▶ [TO DO]:
Reproduce exactly, with no other output, every line of the data below from the line containing "In this exercise you will tag the car" to the end, inclusive.
* start THE RECORDS *
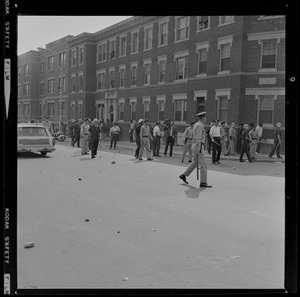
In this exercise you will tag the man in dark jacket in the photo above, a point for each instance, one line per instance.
(94, 137)
(138, 138)
(245, 144)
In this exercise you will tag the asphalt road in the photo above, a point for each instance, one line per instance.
(116, 222)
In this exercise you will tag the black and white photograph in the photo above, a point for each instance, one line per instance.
(151, 152)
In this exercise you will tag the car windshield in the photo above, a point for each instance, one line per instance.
(32, 131)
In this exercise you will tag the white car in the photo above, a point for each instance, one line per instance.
(35, 138)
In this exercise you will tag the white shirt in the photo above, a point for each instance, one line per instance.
(214, 131)
(156, 130)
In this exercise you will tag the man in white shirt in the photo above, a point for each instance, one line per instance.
(215, 135)
(198, 152)
(156, 142)
(187, 141)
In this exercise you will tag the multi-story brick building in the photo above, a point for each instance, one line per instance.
(154, 67)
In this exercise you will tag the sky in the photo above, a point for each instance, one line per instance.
(37, 31)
* end THE RECORDS *
▶ [OUTPUT OF THE TASK]:
In this exercise you will tag the car windshield in the photo above, a point for each instance, one line per instance.
(32, 131)
In this exercise you will tag the white car in the photo above, a point for each instance, one line per instance.
(35, 138)
In this exercise you will tag the white shirt in the photo above, a point for each instance, one line per instance.
(214, 131)
(156, 130)
In this exercise you will tag the man in white shirt in the photo above, a point for each instance, one line per instance.
(215, 135)
(198, 152)
(156, 142)
(187, 141)
In this exercise you will tag the multi-story brick building in the photo above, a point for each instance, one line per instance.
(154, 67)
In this exercise you will tag the sky in the photo above, a point for each instance, one line per instance.
(37, 31)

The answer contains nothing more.